## Your goal
Leave out the pictures and copy each record below exactly.

::::

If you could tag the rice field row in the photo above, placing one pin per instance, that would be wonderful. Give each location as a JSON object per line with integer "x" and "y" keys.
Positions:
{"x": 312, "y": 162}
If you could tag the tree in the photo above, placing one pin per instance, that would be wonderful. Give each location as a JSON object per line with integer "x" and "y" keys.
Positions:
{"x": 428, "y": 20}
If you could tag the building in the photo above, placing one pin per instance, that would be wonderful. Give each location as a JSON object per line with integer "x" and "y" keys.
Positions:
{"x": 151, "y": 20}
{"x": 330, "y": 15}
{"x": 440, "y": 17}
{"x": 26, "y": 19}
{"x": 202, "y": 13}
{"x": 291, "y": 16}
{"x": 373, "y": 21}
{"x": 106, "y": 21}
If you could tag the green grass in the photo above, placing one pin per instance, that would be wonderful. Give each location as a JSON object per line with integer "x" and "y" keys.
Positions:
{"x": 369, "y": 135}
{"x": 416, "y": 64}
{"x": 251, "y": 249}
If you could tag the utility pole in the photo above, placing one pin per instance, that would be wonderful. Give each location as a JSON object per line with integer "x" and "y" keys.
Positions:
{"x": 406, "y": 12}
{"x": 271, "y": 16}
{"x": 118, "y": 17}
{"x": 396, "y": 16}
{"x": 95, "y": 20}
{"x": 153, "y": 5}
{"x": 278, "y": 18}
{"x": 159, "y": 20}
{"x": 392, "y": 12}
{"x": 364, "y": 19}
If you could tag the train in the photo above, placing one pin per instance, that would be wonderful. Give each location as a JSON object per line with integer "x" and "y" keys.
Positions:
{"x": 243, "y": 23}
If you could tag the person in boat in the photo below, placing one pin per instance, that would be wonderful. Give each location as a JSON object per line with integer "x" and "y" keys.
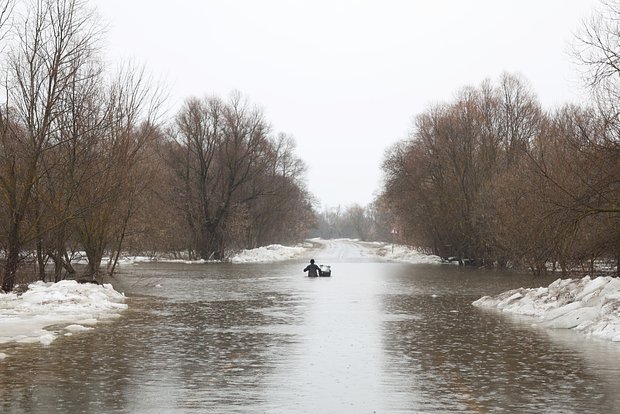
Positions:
{"x": 312, "y": 269}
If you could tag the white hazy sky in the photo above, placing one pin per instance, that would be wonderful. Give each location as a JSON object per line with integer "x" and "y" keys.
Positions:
{"x": 346, "y": 77}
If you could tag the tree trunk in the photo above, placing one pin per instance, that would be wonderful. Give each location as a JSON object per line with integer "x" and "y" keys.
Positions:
{"x": 40, "y": 260}
{"x": 120, "y": 244}
{"x": 12, "y": 258}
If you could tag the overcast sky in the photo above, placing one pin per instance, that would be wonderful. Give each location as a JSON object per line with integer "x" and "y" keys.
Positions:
{"x": 346, "y": 77}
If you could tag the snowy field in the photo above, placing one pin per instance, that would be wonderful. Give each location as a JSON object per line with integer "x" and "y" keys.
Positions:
{"x": 47, "y": 310}
{"x": 591, "y": 306}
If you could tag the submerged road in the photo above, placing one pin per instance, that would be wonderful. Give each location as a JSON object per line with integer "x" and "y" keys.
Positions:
{"x": 376, "y": 337}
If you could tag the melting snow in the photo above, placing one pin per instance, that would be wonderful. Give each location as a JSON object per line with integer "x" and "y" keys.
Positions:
{"x": 45, "y": 309}
{"x": 591, "y": 306}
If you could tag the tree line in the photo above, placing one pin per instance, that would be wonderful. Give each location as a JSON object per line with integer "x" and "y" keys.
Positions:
{"x": 492, "y": 178}
{"x": 87, "y": 164}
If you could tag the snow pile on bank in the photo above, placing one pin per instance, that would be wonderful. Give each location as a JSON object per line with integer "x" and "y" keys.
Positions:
{"x": 46, "y": 310}
{"x": 400, "y": 253}
{"x": 271, "y": 253}
{"x": 591, "y": 306}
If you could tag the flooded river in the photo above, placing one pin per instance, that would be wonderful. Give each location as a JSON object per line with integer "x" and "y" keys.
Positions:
{"x": 262, "y": 338}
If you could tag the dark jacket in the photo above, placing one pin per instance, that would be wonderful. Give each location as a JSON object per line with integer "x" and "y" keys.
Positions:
{"x": 312, "y": 269}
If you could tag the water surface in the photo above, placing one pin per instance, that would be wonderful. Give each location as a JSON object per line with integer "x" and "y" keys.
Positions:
{"x": 375, "y": 337}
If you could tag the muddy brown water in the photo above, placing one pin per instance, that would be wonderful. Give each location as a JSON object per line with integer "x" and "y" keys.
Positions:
{"x": 376, "y": 337}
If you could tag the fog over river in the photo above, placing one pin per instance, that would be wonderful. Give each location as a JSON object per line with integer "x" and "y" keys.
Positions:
{"x": 377, "y": 336}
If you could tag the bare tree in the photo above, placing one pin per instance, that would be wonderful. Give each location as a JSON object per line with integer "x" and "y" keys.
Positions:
{"x": 53, "y": 42}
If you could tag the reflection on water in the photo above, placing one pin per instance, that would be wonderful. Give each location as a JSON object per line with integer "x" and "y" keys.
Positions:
{"x": 375, "y": 337}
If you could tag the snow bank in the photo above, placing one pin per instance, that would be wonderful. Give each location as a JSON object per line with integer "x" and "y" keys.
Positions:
{"x": 591, "y": 306}
{"x": 47, "y": 310}
{"x": 271, "y": 253}
{"x": 400, "y": 253}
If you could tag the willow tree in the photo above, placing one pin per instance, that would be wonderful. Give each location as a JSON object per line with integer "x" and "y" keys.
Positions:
{"x": 53, "y": 41}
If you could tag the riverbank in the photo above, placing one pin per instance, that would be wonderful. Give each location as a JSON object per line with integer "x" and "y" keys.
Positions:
{"x": 69, "y": 305}
{"x": 590, "y": 306}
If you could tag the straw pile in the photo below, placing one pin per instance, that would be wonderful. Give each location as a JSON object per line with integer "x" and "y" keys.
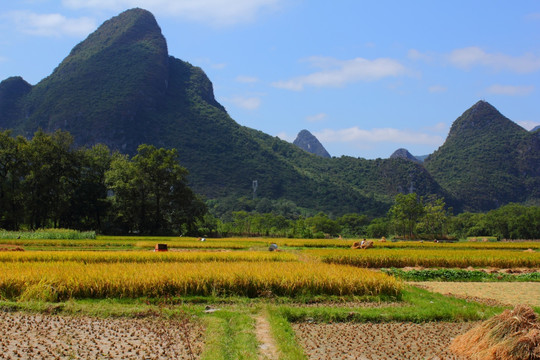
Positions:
{"x": 512, "y": 335}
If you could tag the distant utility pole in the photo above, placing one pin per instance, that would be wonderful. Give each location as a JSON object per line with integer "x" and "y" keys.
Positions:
{"x": 255, "y": 185}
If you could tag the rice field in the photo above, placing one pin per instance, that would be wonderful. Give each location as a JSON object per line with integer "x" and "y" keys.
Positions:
{"x": 432, "y": 258}
{"x": 239, "y": 281}
{"x": 54, "y": 281}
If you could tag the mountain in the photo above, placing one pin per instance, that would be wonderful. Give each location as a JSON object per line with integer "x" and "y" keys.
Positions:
{"x": 487, "y": 160}
{"x": 308, "y": 142}
{"x": 120, "y": 87}
{"x": 404, "y": 154}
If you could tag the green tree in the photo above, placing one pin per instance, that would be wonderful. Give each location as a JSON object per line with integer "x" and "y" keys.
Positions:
{"x": 378, "y": 227}
{"x": 12, "y": 171}
{"x": 353, "y": 224}
{"x": 51, "y": 177}
{"x": 435, "y": 219}
{"x": 405, "y": 214}
{"x": 151, "y": 193}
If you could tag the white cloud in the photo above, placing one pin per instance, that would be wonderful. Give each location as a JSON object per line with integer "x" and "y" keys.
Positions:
{"x": 285, "y": 136}
{"x": 510, "y": 90}
{"x": 337, "y": 73}
{"x": 533, "y": 16}
{"x": 437, "y": 89}
{"x": 439, "y": 127}
{"x": 214, "y": 12}
{"x": 248, "y": 103}
{"x": 317, "y": 117}
{"x": 50, "y": 24}
{"x": 529, "y": 125}
{"x": 246, "y": 79}
{"x": 390, "y": 135}
{"x": 474, "y": 56}
{"x": 414, "y": 54}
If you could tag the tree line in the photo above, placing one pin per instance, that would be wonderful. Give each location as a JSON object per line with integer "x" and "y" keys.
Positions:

::::

## Response for this exercise
If you could tag the rice field row in the photo above, placing one pin per instance, that would be wonderful. Give each location as a JSON object per line with integer "x" and "y" keys.
Positions:
{"x": 312, "y": 162}
If you could tag the tree in the photo above, placing one pin per instance, that would be wonderful. Give each location as a JSON object per line with integer "x" and "y" keys.
Positions:
{"x": 428, "y": 20}
If you could tag the building in the photo above, placing one pin per instance, that would be wonderful. Give each location as a JSON object per line with integer "x" and "y" keys.
Positions:
{"x": 151, "y": 20}
{"x": 330, "y": 15}
{"x": 440, "y": 17}
{"x": 26, "y": 19}
{"x": 202, "y": 13}
{"x": 291, "y": 16}
{"x": 373, "y": 21}
{"x": 106, "y": 21}
If you could tag the green grass in the photo above, placing one pin per instance, that would be wonderful. Give each location as a JSON object per line with integer "x" and "y" keys.
Positions:
{"x": 369, "y": 135}
{"x": 416, "y": 64}
{"x": 251, "y": 249}
If you could tag the utility pole in the photo above, placing one pin per instance, that would be wonderful. Give each location as a JSON object per line with integer "x" and "y" keys.
Positions:
{"x": 406, "y": 12}
{"x": 271, "y": 16}
{"x": 118, "y": 17}
{"x": 396, "y": 16}
{"x": 95, "y": 20}
{"x": 153, "y": 5}
{"x": 278, "y": 18}
{"x": 159, "y": 20}
{"x": 392, "y": 12}
{"x": 364, "y": 19}
If you could tag the train in the photo above, placing one pin per instance, that would be wonderful. Give each location as a JSON object per line with integer "x" and "y" keys.
Positions:
{"x": 243, "y": 23}
If you could tag the person in boat in the photo below, placing one pin per instance, that would be wonderful. Give each location as a JSON object per line with integer "x" and "y" keys.
Positions:
{"x": 312, "y": 269}
If you could tag the white hazy sky in the photo above, placing one pin per instance, that would be wonderful. Give each location as a JSON object per line with integer "x" and "y" keys.
Positions:
{"x": 346, "y": 77}
If you could tag the tree trunk in the photo above, placing one pin per instance, that would be wonderful. Give each location as a JSON object per line with integer "x" and "y" keys.
Positions:
{"x": 40, "y": 260}
{"x": 120, "y": 244}
{"x": 12, "y": 258}
If you could tag the overcast sky in the photo above, placing one pin per instance, that would be wonderful. Give each location as a JSON object per line with integer "x" and "y" keys.
Positions:
{"x": 346, "y": 77}
If you could tag the snowy field in the photo above, placing one pin per instance, that would be wonderful. Give each location as a JSON object per line with integer "x" and "y" keys.
Positions:
{"x": 47, "y": 310}
{"x": 591, "y": 306}
If you could tag the submerged road in the photo above, placing one pin per instance, that would be wonderful. Give each location as a JSON object per line with integer "x" and "y" keys.
Positions:
{"x": 376, "y": 337}
If you could tag the melting snow in the photo above, placing one pin per instance, that would be wonderful. Give each location as a JSON object per line with integer "x" and "y" keys.
Positions:
{"x": 45, "y": 309}
{"x": 591, "y": 306}
If you could tag the tree line in the photo above, placing one pin per instance, that would be wonderful. Give each location as a JSON object per line with integer "x" and "y" keys.
Positions:
{"x": 492, "y": 178}
{"x": 87, "y": 164}
If you could tag the snow pile on bank in the photo above, placing one pin per instance, that would be wonderful. Give each location as a JSON object per line with integer "x" and "y" keys.
Positions:
{"x": 46, "y": 310}
{"x": 400, "y": 253}
{"x": 271, "y": 253}
{"x": 591, "y": 306}
If you could tag the flooded river in the photo above, placing one pin per instance, that would be wonderful. Give each location as a JSON object per line with integer "x" and "y" keys.
Positions:
{"x": 262, "y": 338}
If you could tag the dark jacket in the photo above, placing one pin per instance, that would be wonderful. Give each location as a JSON object per line with integer "x" and "y" keys.
Positions:
{"x": 312, "y": 269}
If you could tag the water surface in the photo above, placing one pin per instance, that would be wonderful. Give each location as a JSON object per line with integer "x" and "y" keys.
Positions:
{"x": 375, "y": 337}
If you could tag the muddy brown water in the photo above, placing one pin per instance, that would be wonderful. Give each location as a JSON object per line with integer "x" and "y" keys.
Positions:
{"x": 376, "y": 337}
If you could tag the fog over river in the photo above, placing one pin per instance, that would be wonderful. Give each location as a JSON object per line with integer "x" and "y" keys.
Positions:
{"x": 377, "y": 336}
If you could tag the bare tree in the photo above, placing one pin per instance, that would be wonderful. Give each location as a JSON object per line with integer "x" and "y" keys.
Positions:
{"x": 53, "y": 42}
If you could tag the reflection on water in the photo above, placing one pin per instance, that would be wonderful. Give each location as a JSON object per line with integer "x" and "y" keys.
Positions:
{"x": 375, "y": 337}
If you could tag the snow bank in the photo above, placing one pin per instance, that would be wonderful. Give each location as a JSON object per line with integer "x" and "y" keys.
Positions:
{"x": 591, "y": 306}
{"x": 47, "y": 310}
{"x": 271, "y": 253}
{"x": 400, "y": 253}
If you could tag the willow tree in the photo above, placing one pin per instance, that would be wonderful. Give each location as a JSON object per line with integer "x" and "y" keys.
Positions:
{"x": 53, "y": 41}
If you could tag the riverbank in the photo above, placing one pin per instance, that would be wonderful. Give each location as a JSON object per line with integer "x" and "y" keys.
Positions:
{"x": 69, "y": 305}
{"x": 590, "y": 306}
If you could tag the straw pile in the photo below, placing one pin per instance, that would be wonderful. Give each location as a JSON object per line with integer "x" and "y" keys.
Positions:
{"x": 512, "y": 335}
If you could tag the distant utility pole in the photo above, placing one pin per instance, that would be wonderful. Give each location as a JSON object per line with integer "x" and "y" keys.
Positions:
{"x": 255, "y": 185}
If you could tag the rice field in the photo above, placing one pin per instance, that would be wonderful. Give each location as a JSON object per line with integer "x" and "y" keys.
Positions:
{"x": 432, "y": 258}
{"x": 239, "y": 281}
{"x": 54, "y": 281}
If you could tag the mountain in the photo above, placing one pin per instance, that would be wonderful. Give each location as a JSON object per line with integer "x" and "y" keys.
Positions:
{"x": 487, "y": 160}
{"x": 308, "y": 142}
{"x": 120, "y": 87}
{"x": 404, "y": 154}
If you could tag the green tree in the photo above, placing one pin per instance, that would be wonderful. Give each location as a JSON object per line with integer "x" and "y" keys.
Positions:
{"x": 378, "y": 227}
{"x": 12, "y": 171}
{"x": 353, "y": 224}
{"x": 51, "y": 177}
{"x": 435, "y": 219}
{"x": 405, "y": 214}
{"x": 151, "y": 193}
If you could tag the white cloud in the photo above, placing one pin per instance, that would be wonderful. Give each location as a JSON object per line with integer "x" and "y" keys.
Positions:
{"x": 285, "y": 136}
{"x": 510, "y": 90}
{"x": 337, "y": 73}
{"x": 533, "y": 16}
{"x": 437, "y": 89}
{"x": 439, "y": 127}
{"x": 214, "y": 12}
{"x": 248, "y": 103}
{"x": 317, "y": 117}
{"x": 50, "y": 24}
{"x": 529, "y": 125}
{"x": 246, "y": 79}
{"x": 390, "y": 135}
{"x": 474, "y": 56}
{"x": 414, "y": 54}
If you could tag the tree line in the photo above, placing one pin per instance, that would be wonderful. Give each location as a JSON object per line with integer "x" and "y" keys.
Positions:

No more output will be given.